§ **Exercise**
Print every one of the following records again, word for word, with nothing changed.

§ **Entries supplied**
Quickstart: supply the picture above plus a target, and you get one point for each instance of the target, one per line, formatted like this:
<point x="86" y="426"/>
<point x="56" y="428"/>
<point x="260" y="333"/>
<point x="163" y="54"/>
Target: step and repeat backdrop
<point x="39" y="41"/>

§ **Answer for the task**
Quickstart: supply the picture above plus a target, and you get one point for each instance of the target, one per line, formatted like this:
<point x="86" y="426"/>
<point x="56" y="428"/>
<point x="260" y="333"/>
<point x="163" y="54"/>
Target: step and repeat backdrop
<point x="39" y="41"/>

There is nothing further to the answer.